[Referring expression data]
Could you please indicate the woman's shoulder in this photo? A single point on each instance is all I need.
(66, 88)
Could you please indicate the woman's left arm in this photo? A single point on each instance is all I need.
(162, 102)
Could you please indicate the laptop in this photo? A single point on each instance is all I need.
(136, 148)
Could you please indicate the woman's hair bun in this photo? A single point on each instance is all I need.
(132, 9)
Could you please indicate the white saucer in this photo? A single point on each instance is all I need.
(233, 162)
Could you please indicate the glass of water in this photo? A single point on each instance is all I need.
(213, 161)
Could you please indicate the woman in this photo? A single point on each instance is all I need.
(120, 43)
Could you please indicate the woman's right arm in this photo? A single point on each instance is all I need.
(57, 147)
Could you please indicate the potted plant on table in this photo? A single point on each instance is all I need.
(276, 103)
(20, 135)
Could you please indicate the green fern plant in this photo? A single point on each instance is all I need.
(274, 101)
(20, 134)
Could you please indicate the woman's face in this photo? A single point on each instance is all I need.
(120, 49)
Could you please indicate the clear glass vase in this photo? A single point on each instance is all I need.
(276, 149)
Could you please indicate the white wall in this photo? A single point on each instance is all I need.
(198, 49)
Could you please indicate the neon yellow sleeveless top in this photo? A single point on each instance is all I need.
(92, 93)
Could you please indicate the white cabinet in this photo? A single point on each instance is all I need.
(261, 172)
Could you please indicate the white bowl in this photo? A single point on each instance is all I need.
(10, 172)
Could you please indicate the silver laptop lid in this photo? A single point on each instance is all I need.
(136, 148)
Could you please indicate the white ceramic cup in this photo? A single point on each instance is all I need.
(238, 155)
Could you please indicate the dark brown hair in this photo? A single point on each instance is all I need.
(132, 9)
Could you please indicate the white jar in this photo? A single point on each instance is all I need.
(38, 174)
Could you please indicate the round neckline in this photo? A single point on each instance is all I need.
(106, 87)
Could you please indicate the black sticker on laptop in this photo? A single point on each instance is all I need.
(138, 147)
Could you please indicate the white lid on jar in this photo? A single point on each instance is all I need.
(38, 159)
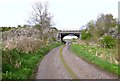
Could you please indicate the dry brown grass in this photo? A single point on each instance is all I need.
(25, 39)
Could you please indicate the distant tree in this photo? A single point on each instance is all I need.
(104, 23)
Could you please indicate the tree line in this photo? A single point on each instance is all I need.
(103, 31)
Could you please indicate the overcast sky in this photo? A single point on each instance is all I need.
(68, 14)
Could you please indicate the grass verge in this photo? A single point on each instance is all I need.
(80, 50)
(20, 65)
(73, 75)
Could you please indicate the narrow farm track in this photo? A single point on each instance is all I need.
(60, 63)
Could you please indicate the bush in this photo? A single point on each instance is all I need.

PROBLEM TO SOLVE:
Leave the pictures out and write out every entry exactly as given.

EXERCISE SOLUTION:
Could you please indicate the woman's shoulder in this photo? A single point on each instance is all I need.
(66, 88)
Could you please indicate the woman's left arm in this photo? A single point on each instance is all I need.
(162, 102)
Could you please indicate the laptop in this photo? A single point on each instance is all I need.
(136, 148)
Could you please indicate the woman's hair bun in this photo? A single point on each instance is all I need.
(132, 9)
Could you please indicate the white saucer in this photo? A single point on each instance is all I need.
(233, 162)
Could you please indicate the glass of water in this photo? A single point on each instance is all I need.
(213, 161)
Could you please indicate the woman in this photo? A single point on each instance is all I need.
(120, 43)
Could you please indicate the woman's right arm in this photo? A single point on each instance is all I need.
(57, 147)
Could you please indicate the potted plant on table in this photo? A single point on each instance is all I need.
(276, 103)
(20, 135)
Could you please indicate the green fern plant in this photo? A single point on each instance is all I need.
(274, 101)
(20, 134)
Could you please indicate the woman's face in this photo? A single point on each instance is all I need.
(120, 49)
Could you please indicate the clear glass vase in this photo? A single point on each instance is all I need.
(276, 149)
Could you please indicate the white wall in this photo? A single point on each instance is all I need.
(198, 49)
Could you please indicate the neon yellow sleeveless top in this photo? A single point on each instance is all I need.
(92, 93)
Could you please indicate the white cabinet in this photo? A single point on each instance is all I need.
(261, 172)
Could you please indicate the white bowl in this photo? A single point on each instance is all I need.
(10, 172)
Could you please indicate the silver laptop lid in this photo? A single point on each instance is all I need.
(136, 148)
Could you please indicate the white ceramic cup in this photo? A single point on each instance is all I need.
(238, 155)
Could you please indicate the dark brown hair in this photo? A single point on each instance is all I need.
(132, 9)
Could you please indicate the white jar in this photo? A single point on each instance is all I need.
(38, 174)
Could you please indicate the round neckline in this photo? A single point on each instance is all I need.
(106, 87)
Could you please indicate the black sticker on laptop in this photo? A single point on each instance is all I need.
(138, 147)
Could you please indicate the white lid on jar in this photo? A single point on each instance is all I need.
(38, 159)
Could you please indicate the dry brown grass in this photo? A single point on each instance is all I need.
(25, 39)
Could you please indicate the distant tree in this photo? A single point on each instance is all I need.
(104, 23)
Could you please indicate the tree line in this photo? A single point on each instance is all I need.
(103, 31)
Could you please indicate the overcast sky in this photo? A single point on each instance is all I need.
(68, 14)
Could you please indicate the grass verge in this photo? A single point on each instance is all I need.
(80, 50)
(20, 65)
(73, 75)
Could you please indicate the narrow farm track in this photo? A single point on each instance is all I need.
(60, 63)
Could you please indicate the bush in this photo? A single point on each instance is all I need.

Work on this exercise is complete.